▶ PROVIDED INFORMATION:
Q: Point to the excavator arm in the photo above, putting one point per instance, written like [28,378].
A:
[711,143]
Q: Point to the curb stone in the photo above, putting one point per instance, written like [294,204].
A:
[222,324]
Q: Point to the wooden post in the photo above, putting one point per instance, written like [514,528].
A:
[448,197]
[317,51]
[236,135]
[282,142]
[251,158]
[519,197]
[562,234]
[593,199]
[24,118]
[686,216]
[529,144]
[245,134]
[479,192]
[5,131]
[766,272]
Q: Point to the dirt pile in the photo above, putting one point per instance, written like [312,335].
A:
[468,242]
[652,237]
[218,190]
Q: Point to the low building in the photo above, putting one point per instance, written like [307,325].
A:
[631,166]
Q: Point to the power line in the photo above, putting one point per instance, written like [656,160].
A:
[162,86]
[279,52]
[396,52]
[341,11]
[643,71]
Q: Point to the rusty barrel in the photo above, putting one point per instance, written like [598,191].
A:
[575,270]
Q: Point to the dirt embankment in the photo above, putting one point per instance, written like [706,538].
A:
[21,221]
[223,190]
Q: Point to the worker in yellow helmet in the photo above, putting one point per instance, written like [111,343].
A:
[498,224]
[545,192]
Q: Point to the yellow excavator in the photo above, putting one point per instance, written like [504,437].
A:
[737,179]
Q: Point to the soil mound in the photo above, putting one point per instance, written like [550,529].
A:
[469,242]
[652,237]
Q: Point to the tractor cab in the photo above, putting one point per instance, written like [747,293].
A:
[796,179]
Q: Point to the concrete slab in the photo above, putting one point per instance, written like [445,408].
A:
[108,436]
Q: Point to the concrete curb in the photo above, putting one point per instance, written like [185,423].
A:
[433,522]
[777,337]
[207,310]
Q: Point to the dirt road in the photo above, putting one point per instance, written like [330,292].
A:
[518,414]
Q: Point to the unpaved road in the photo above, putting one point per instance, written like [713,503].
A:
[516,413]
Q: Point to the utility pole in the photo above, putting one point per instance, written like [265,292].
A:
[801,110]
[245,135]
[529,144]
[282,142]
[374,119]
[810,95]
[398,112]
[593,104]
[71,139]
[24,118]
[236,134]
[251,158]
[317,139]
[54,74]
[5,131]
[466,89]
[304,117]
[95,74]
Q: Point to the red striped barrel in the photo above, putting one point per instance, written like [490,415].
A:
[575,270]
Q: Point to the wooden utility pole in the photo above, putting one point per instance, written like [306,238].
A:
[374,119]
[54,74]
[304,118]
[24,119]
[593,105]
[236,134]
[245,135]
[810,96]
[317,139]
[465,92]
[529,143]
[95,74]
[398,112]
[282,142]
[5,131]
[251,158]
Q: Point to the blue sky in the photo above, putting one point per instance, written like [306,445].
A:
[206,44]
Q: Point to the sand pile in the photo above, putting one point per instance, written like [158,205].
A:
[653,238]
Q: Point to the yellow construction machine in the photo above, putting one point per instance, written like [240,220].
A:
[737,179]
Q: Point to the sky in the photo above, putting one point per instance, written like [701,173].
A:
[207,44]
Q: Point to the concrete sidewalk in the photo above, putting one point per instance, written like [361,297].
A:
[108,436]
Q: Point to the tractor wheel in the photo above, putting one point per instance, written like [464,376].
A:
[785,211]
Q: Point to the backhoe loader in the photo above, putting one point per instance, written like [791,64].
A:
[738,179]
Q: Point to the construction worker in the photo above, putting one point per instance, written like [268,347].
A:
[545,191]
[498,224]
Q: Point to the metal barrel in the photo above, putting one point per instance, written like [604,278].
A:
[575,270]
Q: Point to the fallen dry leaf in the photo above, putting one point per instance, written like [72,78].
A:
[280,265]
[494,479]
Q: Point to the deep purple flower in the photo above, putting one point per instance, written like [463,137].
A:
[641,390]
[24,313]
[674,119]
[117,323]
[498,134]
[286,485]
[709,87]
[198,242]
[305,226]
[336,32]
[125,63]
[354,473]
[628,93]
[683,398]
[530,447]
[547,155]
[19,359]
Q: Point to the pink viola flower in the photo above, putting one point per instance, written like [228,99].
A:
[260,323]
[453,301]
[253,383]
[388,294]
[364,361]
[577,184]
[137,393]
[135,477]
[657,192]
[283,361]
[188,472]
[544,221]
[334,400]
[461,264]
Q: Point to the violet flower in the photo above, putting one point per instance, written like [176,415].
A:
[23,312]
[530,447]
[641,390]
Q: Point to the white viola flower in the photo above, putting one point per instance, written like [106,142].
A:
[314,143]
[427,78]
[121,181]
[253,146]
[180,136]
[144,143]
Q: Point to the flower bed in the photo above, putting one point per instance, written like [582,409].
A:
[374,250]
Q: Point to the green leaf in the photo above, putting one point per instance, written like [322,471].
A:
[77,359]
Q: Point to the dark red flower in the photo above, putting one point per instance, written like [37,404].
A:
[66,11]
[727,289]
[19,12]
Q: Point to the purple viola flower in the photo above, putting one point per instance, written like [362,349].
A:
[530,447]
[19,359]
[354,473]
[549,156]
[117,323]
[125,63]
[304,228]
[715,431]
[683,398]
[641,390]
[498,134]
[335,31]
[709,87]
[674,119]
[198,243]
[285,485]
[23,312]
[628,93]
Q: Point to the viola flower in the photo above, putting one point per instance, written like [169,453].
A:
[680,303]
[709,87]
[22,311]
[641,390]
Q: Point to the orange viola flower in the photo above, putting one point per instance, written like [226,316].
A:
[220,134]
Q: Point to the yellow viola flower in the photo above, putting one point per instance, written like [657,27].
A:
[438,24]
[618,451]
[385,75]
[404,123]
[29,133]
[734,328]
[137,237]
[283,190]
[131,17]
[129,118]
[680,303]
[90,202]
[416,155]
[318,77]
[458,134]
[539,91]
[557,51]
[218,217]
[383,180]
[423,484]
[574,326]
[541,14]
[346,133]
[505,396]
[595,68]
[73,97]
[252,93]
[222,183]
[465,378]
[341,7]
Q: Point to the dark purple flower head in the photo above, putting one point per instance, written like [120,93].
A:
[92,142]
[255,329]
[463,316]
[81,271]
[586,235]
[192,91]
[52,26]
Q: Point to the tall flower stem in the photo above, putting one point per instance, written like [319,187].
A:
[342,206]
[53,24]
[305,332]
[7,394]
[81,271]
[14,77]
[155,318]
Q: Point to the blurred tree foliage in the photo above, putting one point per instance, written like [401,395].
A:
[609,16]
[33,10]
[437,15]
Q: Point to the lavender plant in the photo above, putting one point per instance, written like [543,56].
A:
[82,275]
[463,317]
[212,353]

▶ DIRECTION:
Please convert every line of the records above into a Markdown table with two columns, "Row" and "Line," numbering the rows in order and leaving out any blank lines.

▶ EXERCISE ANSWER:
| Row | Line |
|---|---|
| 1 | Q: Point to the excavator arm in the photo above, putting one point per instance, written like [28,378]. |
| 2 | A: |
| 3 | [711,143] |
| 4 | Q: Point to the curb stone in the photo above, putting one point per instance, written like [294,204]. |
| 5 | A: |
| 6 | [222,324] |
| 7 | Q: Point to the wooden post in the photo above, putting one point per instance, written like [514,528]. |
| 8 | A: |
| 9 | [448,197] |
| 10 | [317,51] |
| 11 | [236,135] |
| 12 | [282,142] |
| 13 | [251,158] |
| 14 | [519,197] |
| 15 | [562,234] |
| 16 | [593,199] |
| 17 | [24,118] |
| 18 | [686,216] |
| 19 | [529,144] |
| 20 | [245,134] |
| 21 | [479,192] |
| 22 | [5,131] |
| 23 | [766,272] |
| 24 | Q: Point to the dirt pile in the photo above, putting one point per instance, written like [312,335]. |
| 25 | A: |
| 26 | [468,242] |
| 27 | [652,237] |
| 28 | [218,190] |
| 29 | Q: Point to the low building in the photo above, putting one point per instance, written like [307,325]. |
| 30 | A: |
| 31 | [631,166] |
| 32 | Q: Point to the power line in the photo above, putting one point per instance, written like [656,160]. |
| 33 | A: |
| 34 | [162,86] |
| 35 | [279,52] |
| 36 | [396,52] |
| 37 | [341,11] |
| 38 | [643,71] |
| 39 | Q: Point to the rusty barrel in the photo above, putting one point per instance, written like [598,191]. |
| 40 | A: |
| 41 | [575,270] |
| 42 | Q: Point to the dirt embankment in the photo above, putting one point per instance, written like [706,538]. |
| 43 | A: |
| 44 | [21,221] |
| 45 | [223,190] |
| 46 | Q: Point to the worker in yellow helmet in the photo above, putting one point per instance, written like [111,343]. |
| 47 | A: |
| 48 | [498,224] |
| 49 | [545,192] |
| 50 | Q: Point to the yellow excavator in the photo above, putting one point per instance, written like [504,437]. |
| 51 | A: |
| 52 | [737,179] |
| 53 | Q: Point to the soil mound in the photo above, putting one point per instance, written like [550,529]. |
| 54 | A: |
| 55 | [469,242] |
| 56 | [652,237] |
| 57 | Q: Point to the tractor cab in the photo above, putting one point per instance, written like [747,293]. |
| 58 | A: |
| 59 | [796,179] |
| 60 | Q: Point to the concrete slab in the photo above, putting one point per instance, written like [445,408]. |
| 61 | A: |
| 62 | [108,436] |
| 63 | Q: Point to the concrete curb in the photo above, putting one point per instance, written like [185,423]. |
| 64 | A: |
| 65 | [433,522] |
| 66 | [777,337] |
| 67 | [207,310] |
| 68 | Q: Point to the dirt road in the photo above, putting one point per instance, written like [330,292]. |
| 69 | A: |
| 70 | [518,414] |
| 71 | Q: Point to the unpaved road in the photo above, putting one point per instance, written like [713,503]. |
| 72 | A: |
| 73 | [516,413] |
| 74 | Q: Point to the utility pole in the photo above, putting one point per instance, written like [265,292]. |
| 75 | A: |
| 76 | [801,110] |
| 77 | [245,135] |
| 78 | [529,144] |
| 79 | [282,142] |
| 80 | [374,119] |
| 81 | [810,95] |
| 82 | [398,112] |
| 83 | [593,104] |
| 84 | [71,139] |
| 85 | [24,118] |
| 86 | [236,134] |
| 87 | [251,158] |
| 88 | [317,139] |
| 89 | [54,74] |
| 90 | [5,131] |
| 91 | [466,89] |
| 92 | [304,117] |
| 93 | [95,74] |
| 94 | Q: Point to the red striped barrel in the photo above, putting one point per instance, written like [490,415]. |
| 95 | A: |
| 96 | [575,270] |
| 97 | Q: Point to the wooden utility pole in the photo above, putting one point per instance, written like [306,238]. |
| 98 | A: |
| 99 | [374,119] |
| 100 | [54,74] |
| 101 | [304,118] |
| 102 | [24,119] |
| 103 | [593,105] |
| 104 | [236,134] |
| 105 | [245,135] |
| 106 | [810,96] |
| 107 | [317,139] |
| 108 | [465,92] |
| 109 | [529,143] |
| 110 | [95,74] |
| 111 | [398,112] |
| 112 | [282,142] |
| 113 | [5,131] |
| 114 | [251,158] |
| 115 | Q: Point to the blue sky in the photo above, putting one point per instance, written like [306,445]. |
| 116 | A: |
| 117 | [206,44] |
| 118 | Q: Point to the sand pile in the photo above, putting one point per instance, written like [158,205]. |
| 119 | A: |
| 120 | [653,238] |
| 121 | Q: Point to the yellow construction machine in the photo above, putting one point per instance, written like [240,220]. |
| 122 | A: |
| 123 | [737,179] |
| 124 | Q: Point to the sky in the photo above, putting one point per instance, written like [701,173]. |
| 125 | A: |
| 126 | [207,44] |
| 127 | Q: Point to the concrete sidewalk in the photo above, putting one point per instance, written like [361,297]. |
| 128 | A: |
| 129 | [108,436] |
| 130 | Q: Point to the tractor wheel in the photo above, putting one point per instance, written like [464,376]. |
| 131 | A: |
| 132 | [785,211] |
| 133 | Q: Point to the backhoe loader in the photo above, putting one point per instance, written like [791,64]. |
| 134 | A: |
| 135 | [738,179] |
| 136 | Q: Point to the construction worker in the photo above, putting one point per instance, written like [268,347]. |
| 137 | A: |
| 138 | [545,191] |
| 139 | [498,224] |
| 140 | Q: Point to the metal barrel in the photo above, putting one point per instance, written like [604,278]. |
| 141 | A: |
| 142 | [575,270] |
| 143 | Q: Point to the fallen dry leaf in the photo above, putting one point per instance, written like [72,78]. |
| 144 | A: |
| 145 | [280,265] |
| 146 | [494,479] |
| 147 | Q: Point to the deep purple flower in the photo above, putting one point per instance, written like [463,137]. |
| 148 | A: |
| 149 | [641,390] |
| 150 | [24,313] |
| 151 | [674,119] |
| 152 | [117,323] |
| 153 | [498,134] |
| 154 | [286,485] |
| 155 | [709,87] |
| 156 | [198,242] |
| 157 | [305,226] |
| 158 | [336,32] |
| 159 | [125,63] |
| 160 | [354,473] |
| 161 | [628,93] |
| 162 | [683,398] |
| 163 | [530,447] |
| 164 | [547,155] |
| 165 | [19,359] |
| 166 | Q: Point to the pink viola flower in the photo above, putting one point per instance, written like [228,99]. |
| 167 | A: |
| 168 | [260,323] |
| 169 | [453,301] |
| 170 | [253,383] |
| 171 | [388,294] |
| 172 | [364,361] |
| 173 | [577,184] |
| 174 | [137,393] |
| 175 | [135,477] |
| 176 | [657,192] |
| 177 | [283,361] |
| 178 | [188,472] |
| 179 | [544,221] |
| 180 | [334,400] |
| 181 | [461,264] |
| 182 | Q: Point to the violet flower in the photo above, putting one point per instance, written like [176,415]. |
| 183 | A: |
| 184 | [23,312] |
| 185 | [530,447] |
| 186 | [641,390] |
| 187 | Q: Point to the white viola flower in the photo above, putting one point per instance, written like [106,142]. |
| 188 | A: |
| 189 | [314,143] |
| 190 | [427,78] |
| 191 | [121,181] |
| 192 | [253,146] |
| 193 | [180,136] |
| 194 | [144,143] |
| 195 | Q: Point to the flower bed in the photo above, putting one point per instance, written like [582,409]. |
| 196 | A: |
| 197 | [374,250] |
| 198 | Q: Point to the green leaf in the photo above, putting one point per instance, written like [322,471]. |
| 199 | A: |
| 200 | [77,359] |
| 201 | Q: Point to the dark red flower in the photo above, putting one point per instance, written like [37,404]. |
| 202 | A: |
| 203 | [66,11] |
| 204 | [727,289] |
| 205 | [19,12] |
| 206 | Q: Point to the purple viola flower in the photo above, putting one point per instance, written like [362,349]. |
| 207 | A: |
| 208 | [530,447] |
| 209 | [19,359] |
| 210 | [354,473] |
| 211 | [549,156] |
| 212 | [117,323] |
| 213 | [125,63] |
| 214 | [304,228] |
| 215 | [715,431] |
| 216 | [683,398] |
| 217 | [641,390] |
| 218 | [498,134] |
| 219 | [335,31] |
| 220 | [709,87] |
| 221 | [674,119] |
| 222 | [198,243] |
| 223 | [285,485] |
| 224 | [23,312] |
| 225 | [628,93] |
| 226 | Q: Point to the viola flower in the photo above, putting one point per instance, written like [169,453]. |
| 227 | A: |
| 228 | [680,303] |
| 229 | [709,87] |
| 230 | [22,311] |
| 231 | [641,390] |
| 232 | Q: Point to the orange viola flower in the photo above, putting one point per instance, written like [226,316]. |
| 233 | A: |
| 234 | [220,134] |
| 235 | Q: Point to the yellow viola flower in the photo above, putting one point per instance, written like [657,27]. |
| 236 | A: |
| 237 | [438,24] |
| 238 | [618,451] |
| 239 | [385,75] |
| 240 | [404,123] |
| 241 | [29,133] |
| 242 | [734,328] |
| 243 | [137,237] |
| 244 | [283,190] |
| 245 | [131,17] |
| 246 | [129,118] |
| 247 | [680,303] |
| 248 | [90,202] |
| 249 | [416,155] |
| 250 | [318,77] |
| 251 | [458,134] |
| 252 | [539,91] |
| 253 | [557,51] |
| 254 | [218,217] |
| 255 | [383,180] |
| 256 | [423,484] |
| 257 | [574,326] |
| 258 | [541,14] |
| 259 | [346,133] |
| 260 | [505,396] |
| 261 | [595,68] |
| 262 | [73,97] |
| 263 | [252,93] |
| 264 | [222,183] |
| 265 | [465,378] |
| 266 | [341,7] |
| 267 | Q: Point to the dark purple flower head in the photo above, putting one point per instance, written like [120,93]. |
| 268 | A: |
| 269 | [92,142] |
| 270 | [255,329] |
| 271 | [463,316] |
| 272 | [81,271] |
| 273 | [586,235] |
| 274 | [192,91] |
| 275 | [52,26] |
| 276 | Q: Point to the tall flower stem in the photo above, putting one point per instance, written like [319,187]. |
| 277 | A: |
| 278 | [342,206] |
| 279 | [53,24] |
| 280 | [305,332] |
| 281 | [7,394] |
| 282 | [81,271] |
| 283 | [14,77] |
| 284 | [155,318] |
| 285 | Q: Point to the blurred tree foliage in the photo above, putting one point per instance, written like [401,395]. |
| 286 | A: |
| 287 | [609,16] |
| 288 | [33,10] |
| 289 | [437,15] |
| 290 | Q: Point to the lavender plant in the photo above, putting one point per instance, written like [543,56]. |
| 291 | A: |
| 292 | [82,275] |
| 293 | [463,317] |
| 294 | [212,353] |